Reproduce word for word the lines below, starting with the line that holds "Phrase -- police officer in khaki uniform" and continuing through the last line, inclusive.

# Dataset excerpt
::::::::

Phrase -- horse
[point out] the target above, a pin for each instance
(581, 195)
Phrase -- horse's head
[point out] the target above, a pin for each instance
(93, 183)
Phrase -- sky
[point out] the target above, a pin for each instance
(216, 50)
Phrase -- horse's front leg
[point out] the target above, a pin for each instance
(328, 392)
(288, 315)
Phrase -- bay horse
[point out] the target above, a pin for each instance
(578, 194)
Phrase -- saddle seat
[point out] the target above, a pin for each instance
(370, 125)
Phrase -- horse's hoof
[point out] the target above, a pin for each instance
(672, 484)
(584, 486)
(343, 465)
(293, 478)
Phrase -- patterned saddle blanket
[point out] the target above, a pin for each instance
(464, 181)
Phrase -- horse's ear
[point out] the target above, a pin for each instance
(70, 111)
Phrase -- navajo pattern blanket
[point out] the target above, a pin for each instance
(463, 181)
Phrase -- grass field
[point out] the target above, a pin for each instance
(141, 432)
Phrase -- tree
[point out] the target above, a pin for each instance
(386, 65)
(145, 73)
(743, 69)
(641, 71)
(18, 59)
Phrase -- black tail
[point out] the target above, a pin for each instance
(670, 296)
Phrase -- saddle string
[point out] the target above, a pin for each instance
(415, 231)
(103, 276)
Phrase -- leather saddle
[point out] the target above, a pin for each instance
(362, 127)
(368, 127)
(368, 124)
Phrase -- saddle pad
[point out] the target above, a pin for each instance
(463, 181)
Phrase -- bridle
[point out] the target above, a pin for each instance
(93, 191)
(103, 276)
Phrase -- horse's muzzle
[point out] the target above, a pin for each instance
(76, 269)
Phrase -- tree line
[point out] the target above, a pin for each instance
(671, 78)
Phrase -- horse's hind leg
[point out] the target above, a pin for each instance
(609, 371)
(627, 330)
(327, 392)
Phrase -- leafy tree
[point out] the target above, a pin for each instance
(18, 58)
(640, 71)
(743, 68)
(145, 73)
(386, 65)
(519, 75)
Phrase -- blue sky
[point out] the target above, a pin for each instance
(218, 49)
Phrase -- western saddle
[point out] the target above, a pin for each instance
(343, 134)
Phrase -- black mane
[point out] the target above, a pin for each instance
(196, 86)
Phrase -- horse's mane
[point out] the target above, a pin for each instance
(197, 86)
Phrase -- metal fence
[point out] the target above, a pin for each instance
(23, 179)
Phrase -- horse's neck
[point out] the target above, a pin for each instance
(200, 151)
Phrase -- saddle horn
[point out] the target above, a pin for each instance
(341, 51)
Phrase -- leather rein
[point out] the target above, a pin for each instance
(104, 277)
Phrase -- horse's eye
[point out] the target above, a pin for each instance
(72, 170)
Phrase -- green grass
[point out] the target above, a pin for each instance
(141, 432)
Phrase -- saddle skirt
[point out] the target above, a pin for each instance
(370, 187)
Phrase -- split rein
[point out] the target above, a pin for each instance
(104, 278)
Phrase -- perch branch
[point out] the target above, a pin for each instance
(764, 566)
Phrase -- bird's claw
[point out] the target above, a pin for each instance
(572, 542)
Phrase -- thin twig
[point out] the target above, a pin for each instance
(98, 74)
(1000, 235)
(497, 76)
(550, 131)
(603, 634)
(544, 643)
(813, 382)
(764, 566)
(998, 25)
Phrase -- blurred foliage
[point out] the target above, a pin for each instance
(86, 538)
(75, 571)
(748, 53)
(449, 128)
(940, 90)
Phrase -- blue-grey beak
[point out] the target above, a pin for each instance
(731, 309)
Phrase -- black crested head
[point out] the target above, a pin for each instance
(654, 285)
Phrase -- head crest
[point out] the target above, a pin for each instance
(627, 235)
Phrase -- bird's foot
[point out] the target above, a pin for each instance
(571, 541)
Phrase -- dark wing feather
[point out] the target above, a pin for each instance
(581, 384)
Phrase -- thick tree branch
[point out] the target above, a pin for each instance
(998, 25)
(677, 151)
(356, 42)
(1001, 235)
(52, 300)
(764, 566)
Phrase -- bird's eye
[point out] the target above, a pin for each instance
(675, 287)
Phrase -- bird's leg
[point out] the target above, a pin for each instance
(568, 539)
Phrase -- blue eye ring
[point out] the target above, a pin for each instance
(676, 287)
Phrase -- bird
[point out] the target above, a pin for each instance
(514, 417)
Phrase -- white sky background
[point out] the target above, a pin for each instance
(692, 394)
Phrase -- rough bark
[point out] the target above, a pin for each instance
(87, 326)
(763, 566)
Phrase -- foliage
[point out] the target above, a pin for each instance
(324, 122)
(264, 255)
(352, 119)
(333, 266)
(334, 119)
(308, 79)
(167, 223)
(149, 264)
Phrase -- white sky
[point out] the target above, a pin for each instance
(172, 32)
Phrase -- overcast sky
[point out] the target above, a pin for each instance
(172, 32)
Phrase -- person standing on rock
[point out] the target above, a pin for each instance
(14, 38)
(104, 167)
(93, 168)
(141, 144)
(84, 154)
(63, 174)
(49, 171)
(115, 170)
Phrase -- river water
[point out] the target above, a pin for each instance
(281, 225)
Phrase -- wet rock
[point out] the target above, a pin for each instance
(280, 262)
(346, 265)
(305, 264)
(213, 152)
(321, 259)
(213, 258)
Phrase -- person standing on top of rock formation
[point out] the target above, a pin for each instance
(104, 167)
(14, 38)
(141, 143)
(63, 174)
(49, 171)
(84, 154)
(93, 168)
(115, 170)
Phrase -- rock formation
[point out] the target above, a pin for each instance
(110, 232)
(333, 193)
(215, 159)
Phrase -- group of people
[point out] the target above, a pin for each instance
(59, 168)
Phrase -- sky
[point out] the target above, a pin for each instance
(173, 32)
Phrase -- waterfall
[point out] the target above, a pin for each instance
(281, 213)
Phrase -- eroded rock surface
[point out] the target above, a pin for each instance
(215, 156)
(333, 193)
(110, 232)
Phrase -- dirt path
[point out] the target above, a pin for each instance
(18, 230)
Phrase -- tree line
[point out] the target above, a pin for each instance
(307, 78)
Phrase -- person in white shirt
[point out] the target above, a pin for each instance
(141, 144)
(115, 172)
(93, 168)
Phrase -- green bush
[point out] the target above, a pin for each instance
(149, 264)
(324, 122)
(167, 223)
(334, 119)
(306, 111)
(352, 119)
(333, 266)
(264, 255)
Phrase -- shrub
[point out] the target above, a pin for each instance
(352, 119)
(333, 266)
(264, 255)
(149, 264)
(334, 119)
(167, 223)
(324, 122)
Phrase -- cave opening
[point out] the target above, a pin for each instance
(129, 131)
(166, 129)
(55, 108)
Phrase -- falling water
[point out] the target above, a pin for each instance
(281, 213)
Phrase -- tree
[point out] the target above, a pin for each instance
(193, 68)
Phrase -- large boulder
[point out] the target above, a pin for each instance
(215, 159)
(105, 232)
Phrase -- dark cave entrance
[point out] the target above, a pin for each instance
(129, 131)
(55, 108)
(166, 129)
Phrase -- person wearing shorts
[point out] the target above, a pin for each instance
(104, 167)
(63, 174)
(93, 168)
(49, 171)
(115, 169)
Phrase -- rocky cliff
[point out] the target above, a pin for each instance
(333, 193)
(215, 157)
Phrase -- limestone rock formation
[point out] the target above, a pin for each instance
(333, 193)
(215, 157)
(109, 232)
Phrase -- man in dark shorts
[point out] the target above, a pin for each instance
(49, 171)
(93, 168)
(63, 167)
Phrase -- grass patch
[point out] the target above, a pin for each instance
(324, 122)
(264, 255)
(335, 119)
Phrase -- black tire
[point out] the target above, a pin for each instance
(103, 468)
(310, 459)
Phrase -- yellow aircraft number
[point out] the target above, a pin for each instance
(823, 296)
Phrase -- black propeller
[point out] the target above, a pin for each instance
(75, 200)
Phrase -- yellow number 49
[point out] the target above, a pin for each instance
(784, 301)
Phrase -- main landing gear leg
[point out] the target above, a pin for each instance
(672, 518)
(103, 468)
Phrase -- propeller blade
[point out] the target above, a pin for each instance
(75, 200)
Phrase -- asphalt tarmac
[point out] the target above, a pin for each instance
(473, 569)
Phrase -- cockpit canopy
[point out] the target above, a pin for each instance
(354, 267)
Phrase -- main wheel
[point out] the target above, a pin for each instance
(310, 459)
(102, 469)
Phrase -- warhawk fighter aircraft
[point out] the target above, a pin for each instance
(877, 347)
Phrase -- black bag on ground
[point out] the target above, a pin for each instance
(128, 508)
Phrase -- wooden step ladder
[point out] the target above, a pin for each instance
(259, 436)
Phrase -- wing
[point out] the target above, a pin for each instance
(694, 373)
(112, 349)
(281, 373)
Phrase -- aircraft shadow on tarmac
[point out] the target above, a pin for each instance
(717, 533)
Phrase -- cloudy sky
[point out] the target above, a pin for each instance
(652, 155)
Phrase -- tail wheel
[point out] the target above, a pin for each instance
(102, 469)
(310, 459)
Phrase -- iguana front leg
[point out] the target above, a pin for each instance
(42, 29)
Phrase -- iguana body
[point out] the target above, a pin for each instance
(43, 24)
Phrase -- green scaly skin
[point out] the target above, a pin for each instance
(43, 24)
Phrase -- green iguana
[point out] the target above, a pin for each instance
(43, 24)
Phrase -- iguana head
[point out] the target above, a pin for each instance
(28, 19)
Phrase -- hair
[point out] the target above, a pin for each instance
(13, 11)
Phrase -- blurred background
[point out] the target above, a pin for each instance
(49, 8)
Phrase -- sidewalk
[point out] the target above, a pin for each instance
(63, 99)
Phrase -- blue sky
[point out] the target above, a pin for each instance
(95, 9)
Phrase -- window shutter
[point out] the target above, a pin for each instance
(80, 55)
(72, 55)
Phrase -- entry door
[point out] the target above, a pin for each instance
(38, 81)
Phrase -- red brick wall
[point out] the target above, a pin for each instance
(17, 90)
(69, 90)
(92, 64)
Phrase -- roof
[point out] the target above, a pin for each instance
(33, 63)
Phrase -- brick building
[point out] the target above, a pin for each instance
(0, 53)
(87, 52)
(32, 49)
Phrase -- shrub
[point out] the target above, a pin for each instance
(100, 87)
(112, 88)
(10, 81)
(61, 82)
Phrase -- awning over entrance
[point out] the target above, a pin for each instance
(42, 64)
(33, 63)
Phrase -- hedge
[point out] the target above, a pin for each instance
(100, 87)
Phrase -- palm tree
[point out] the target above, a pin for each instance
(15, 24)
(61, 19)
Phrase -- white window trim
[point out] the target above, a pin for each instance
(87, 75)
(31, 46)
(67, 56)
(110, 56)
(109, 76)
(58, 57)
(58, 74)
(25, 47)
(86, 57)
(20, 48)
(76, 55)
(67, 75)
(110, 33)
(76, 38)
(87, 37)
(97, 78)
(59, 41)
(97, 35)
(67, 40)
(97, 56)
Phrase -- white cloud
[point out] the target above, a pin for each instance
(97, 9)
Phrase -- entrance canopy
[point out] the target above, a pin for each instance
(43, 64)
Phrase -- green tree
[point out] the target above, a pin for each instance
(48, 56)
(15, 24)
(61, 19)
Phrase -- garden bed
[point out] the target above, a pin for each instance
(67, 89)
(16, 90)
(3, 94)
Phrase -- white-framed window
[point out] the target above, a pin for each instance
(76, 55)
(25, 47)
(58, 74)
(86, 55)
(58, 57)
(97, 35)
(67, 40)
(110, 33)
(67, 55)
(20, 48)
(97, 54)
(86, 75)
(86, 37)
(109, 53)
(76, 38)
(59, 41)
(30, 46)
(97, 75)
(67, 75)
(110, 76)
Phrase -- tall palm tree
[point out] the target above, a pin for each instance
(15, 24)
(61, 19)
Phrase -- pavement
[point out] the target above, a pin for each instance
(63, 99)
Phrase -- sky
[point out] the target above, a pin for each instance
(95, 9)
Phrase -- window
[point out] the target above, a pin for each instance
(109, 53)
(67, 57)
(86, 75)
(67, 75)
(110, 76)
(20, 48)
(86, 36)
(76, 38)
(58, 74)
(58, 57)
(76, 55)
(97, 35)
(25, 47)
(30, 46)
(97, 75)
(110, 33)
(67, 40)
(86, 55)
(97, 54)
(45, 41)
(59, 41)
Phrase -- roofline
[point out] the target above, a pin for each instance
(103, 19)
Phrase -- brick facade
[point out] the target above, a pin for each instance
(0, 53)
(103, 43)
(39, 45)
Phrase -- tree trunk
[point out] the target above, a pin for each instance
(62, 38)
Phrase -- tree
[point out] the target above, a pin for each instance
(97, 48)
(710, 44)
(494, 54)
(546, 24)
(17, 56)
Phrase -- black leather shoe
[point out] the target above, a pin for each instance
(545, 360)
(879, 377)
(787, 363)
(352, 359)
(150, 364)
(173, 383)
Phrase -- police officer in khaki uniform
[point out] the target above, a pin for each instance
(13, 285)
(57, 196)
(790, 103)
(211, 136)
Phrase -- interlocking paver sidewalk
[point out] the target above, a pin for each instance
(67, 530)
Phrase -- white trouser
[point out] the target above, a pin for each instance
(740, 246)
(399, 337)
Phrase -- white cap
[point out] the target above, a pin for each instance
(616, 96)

::::::::

# SOLVED EXERCISE
Phrase -- police officer in khaki uniform
[point out] the target above, a pin for each instance
(13, 285)
(57, 196)
(790, 103)
(211, 136)
Phrase -- interlocking paver sidewalk
[point out] the target above, a pin for each instance
(67, 530)
Phrase -- white trouser
[point out] the target above, a pin for each instance
(740, 246)
(399, 337)
Phrase -- white cap
[point out] the target above, a pin for each instance
(616, 96)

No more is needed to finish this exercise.